Without the images, write out all of the following entries exactly.

"""

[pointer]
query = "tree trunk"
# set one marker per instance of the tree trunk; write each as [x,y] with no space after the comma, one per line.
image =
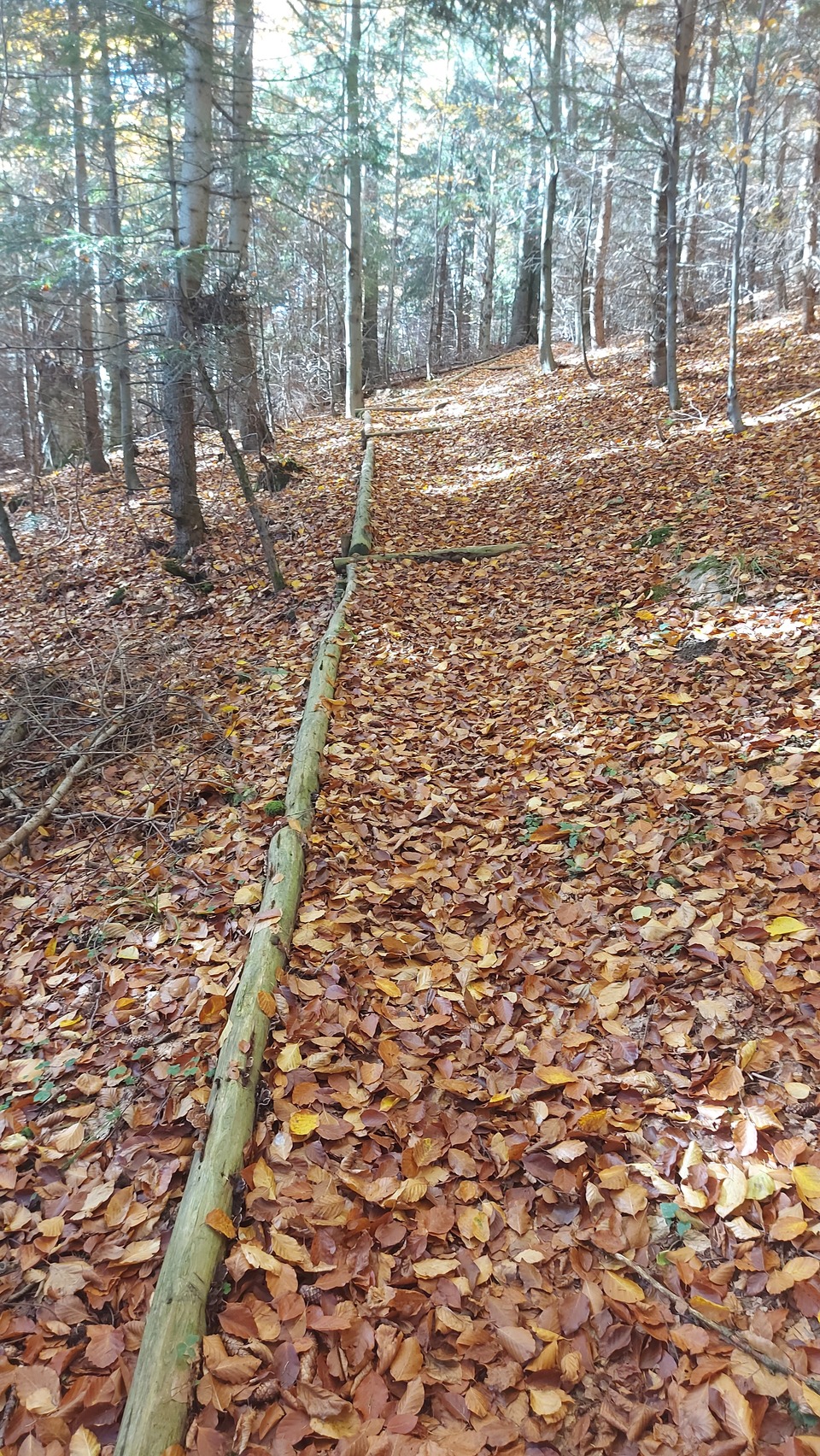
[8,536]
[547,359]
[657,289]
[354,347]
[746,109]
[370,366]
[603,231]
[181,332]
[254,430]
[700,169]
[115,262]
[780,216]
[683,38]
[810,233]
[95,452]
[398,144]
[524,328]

"""

Response below —
[pointer]
query = "tree trunk"
# set one marker per instance of the tree trunk; write each as [x,y] with no space after the comma, one per line.
image =
[8,536]
[547,359]
[657,289]
[354,347]
[746,109]
[370,366]
[603,231]
[181,332]
[254,430]
[700,169]
[115,262]
[780,216]
[683,38]
[810,233]
[95,452]
[398,144]
[524,328]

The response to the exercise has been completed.